IN THE LATE 1950s, when surfing first boomed in California, surfers were considered not just to be archetypal rebels, but ‘work-shy’ and ‘dropouts’, of no use to the frantic post-World War II American economy. A half-century later, little seems to have changed. The stereotype, however, is off-beam: most people who surf do so in their spare time and have jobs, pay their taxes, and raise families. For a lucky few like me, surfing is a full-time profession. Importantly, devoted and long-time surfers develop expert knowledge that even the best coastal geographers lack: an intuitive, holistic environmental knowing.

Many people within the surfing culture are actively addressing the ecological issues connected to the activity. It was surfers who first noticed how much raw sewage floated around Britain’s coastline, and protested vociferously about it. In 1990, the environmental action group Surfers Against Sewage (SAS) was formed in Cornwall. Their efforts to clean up coastal waters spread nationally, as SAS made often flamboyant, but well researched, representations – even to the European Parliament. Following ten years of campaigning, water companies finally started to invest in comprehensive sewage treatment schemes, and today SAS can be proud of the number of Britain’s Blue Flags – a European-wide strategy that rewards clean bathing waters.

The surfboard industry has a

toxic past, heavily reliant on oil-based chemicals grafted from the aerospace industry in the 1960s. Polyurethane foam and fibreglass, although carcinogenic, was cheap and versatile, had cosmetic appeal, tolerated thermal ranges and was easy to construct, giving rise to effective and constantly evolving surfboard designs. Eventually, however, the leading American manufacturer of foam surfboards was closed down because the product had broken even the relatively lax environmental laws of that time. The reaction has been a new wave of small-scale, ecologically sensitive production – with surfboards made of hemp, balsa, bamboo and paulownia wood, reflecting the Polynesian roots of wave riding where Hawaiians carved their own boards from this species of tree.

As a professional surfer who makes a living from travel writing, I have been blessed to surf the oceans of the world, but I have also been saddened to see beaches openly used as dumps, littered with plastics. We are all familiar with the news of species depletion by over-fishing, of the death of coral reefs and the problems of oil spills and sewage pollution. What is not so widely broadcast is the increasing amount of waste dumped by ships. A recent, extreme winter storm caused hundreds of saline and glucose drips to be washed up on beaches in south-west Britain. The contents were relatively harmless, but the plastics are deadly. These may have been thrown overboard from a container ship, simply abandoned as waste, as they were close to their expiry date. Seeing this kind of ecological catastrophe at first hand has been the catalyst for many surfers to become environmental activists.

SURFERS WILL CONTINUE to make further, considered actions towards protecting the environment they love, and they are, as a group, well equipped to do so. Surfing continues to attract young people who turn away from technology-driven entertainment to the challenge and fun of the waves. We must insist that the technologies that sustain surfing – board and wetsuit manufacture – continue to explore sustainable futures. Surfers must square their intense hunger for the pristine wave in life-enhancing waters with the ecological challenges we all face. It is no longer simply surfers against sewage, but surfers for sustainability – and for public health, spearheaded by the ‘blue gym’ movement that calls young people in particular to reconnect with ocean-based activities rather than slump in front of the computer screen.

Sam Bleakley is a professional surfer and travel writer. He has been a multiple European and British Longboard surfing Champion.
----------
# Required actions
a: In what year and in which county was Surfers Against Sewage formed, according to the surfing text?
b: Return the passage of the surfing text from "The surfboard industry" up to and including "species of tree.", copied word for word.

(Saved entries)
----------
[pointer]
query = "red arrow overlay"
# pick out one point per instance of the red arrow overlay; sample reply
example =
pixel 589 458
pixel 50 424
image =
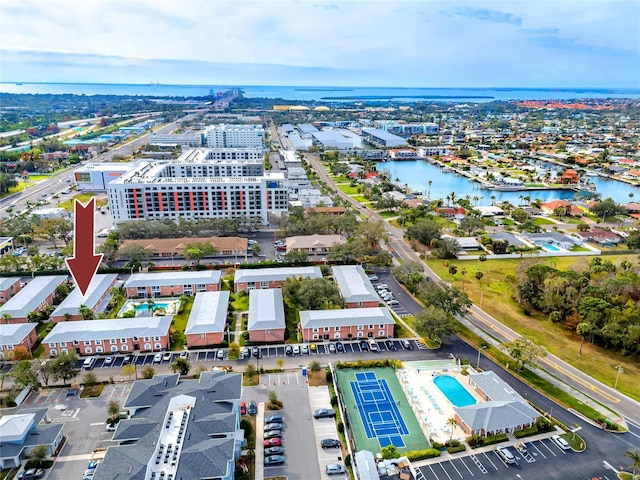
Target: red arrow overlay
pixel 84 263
----------
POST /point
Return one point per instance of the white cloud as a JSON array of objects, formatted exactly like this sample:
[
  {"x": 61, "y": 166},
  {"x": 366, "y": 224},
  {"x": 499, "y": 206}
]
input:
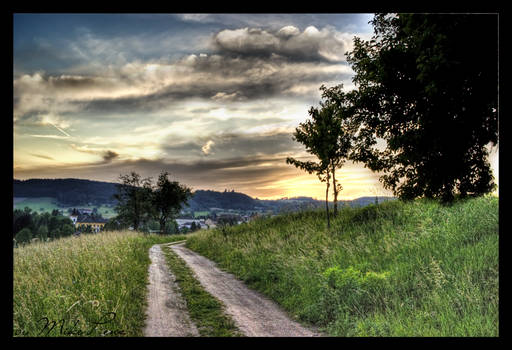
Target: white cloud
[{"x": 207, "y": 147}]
----------
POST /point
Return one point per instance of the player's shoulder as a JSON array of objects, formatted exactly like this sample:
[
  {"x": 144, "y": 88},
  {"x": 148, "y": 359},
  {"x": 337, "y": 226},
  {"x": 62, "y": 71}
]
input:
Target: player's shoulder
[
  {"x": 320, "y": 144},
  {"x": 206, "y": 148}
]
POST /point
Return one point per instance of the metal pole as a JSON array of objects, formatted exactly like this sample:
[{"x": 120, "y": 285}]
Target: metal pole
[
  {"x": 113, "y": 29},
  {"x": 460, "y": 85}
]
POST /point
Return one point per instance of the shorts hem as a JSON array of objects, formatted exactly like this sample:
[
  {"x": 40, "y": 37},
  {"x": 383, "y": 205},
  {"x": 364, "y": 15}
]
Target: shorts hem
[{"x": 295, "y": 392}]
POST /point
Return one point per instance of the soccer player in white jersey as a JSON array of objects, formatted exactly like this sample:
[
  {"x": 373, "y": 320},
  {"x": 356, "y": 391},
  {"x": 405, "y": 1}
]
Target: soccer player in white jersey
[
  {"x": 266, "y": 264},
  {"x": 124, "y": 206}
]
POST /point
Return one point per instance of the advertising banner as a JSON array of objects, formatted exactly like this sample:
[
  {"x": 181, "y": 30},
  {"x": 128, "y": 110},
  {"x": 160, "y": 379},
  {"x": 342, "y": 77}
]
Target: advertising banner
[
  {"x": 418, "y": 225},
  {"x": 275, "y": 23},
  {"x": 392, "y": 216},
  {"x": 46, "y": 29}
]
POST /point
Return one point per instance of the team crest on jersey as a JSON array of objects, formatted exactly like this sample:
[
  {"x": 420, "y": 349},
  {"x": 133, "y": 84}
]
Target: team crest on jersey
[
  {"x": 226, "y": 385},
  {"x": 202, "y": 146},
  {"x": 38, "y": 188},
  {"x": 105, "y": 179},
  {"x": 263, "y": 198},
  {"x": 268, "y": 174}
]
----------
# Solutions
a: Surfers Against Sewage was formed in 1990 in Cornwall.

b:
The surfboard industry has a

toxic past, heavily reliant on oil-based chemicals grafted from the aerospace industry in the 1960s. Polyurethane foam and fibreglass, although carcinogenic, was cheap and versatile, had cosmetic appeal, tolerated thermal ranges and was easy to construct, giving rise to effective and constantly evolving surfboard designs. Eventually, however, the leading American manufacturer of foam surfboards was closed down because the product had broken even the relatively lax environmental laws of that time. The reaction has been a new wave of small-scale, ecologically sensitive production – with surfboards made of hemp, balsa, bamboo and paulownia wood, reflecting the Polynesian roots of wave riding where Hawaiians carved their own boards from this species of tree.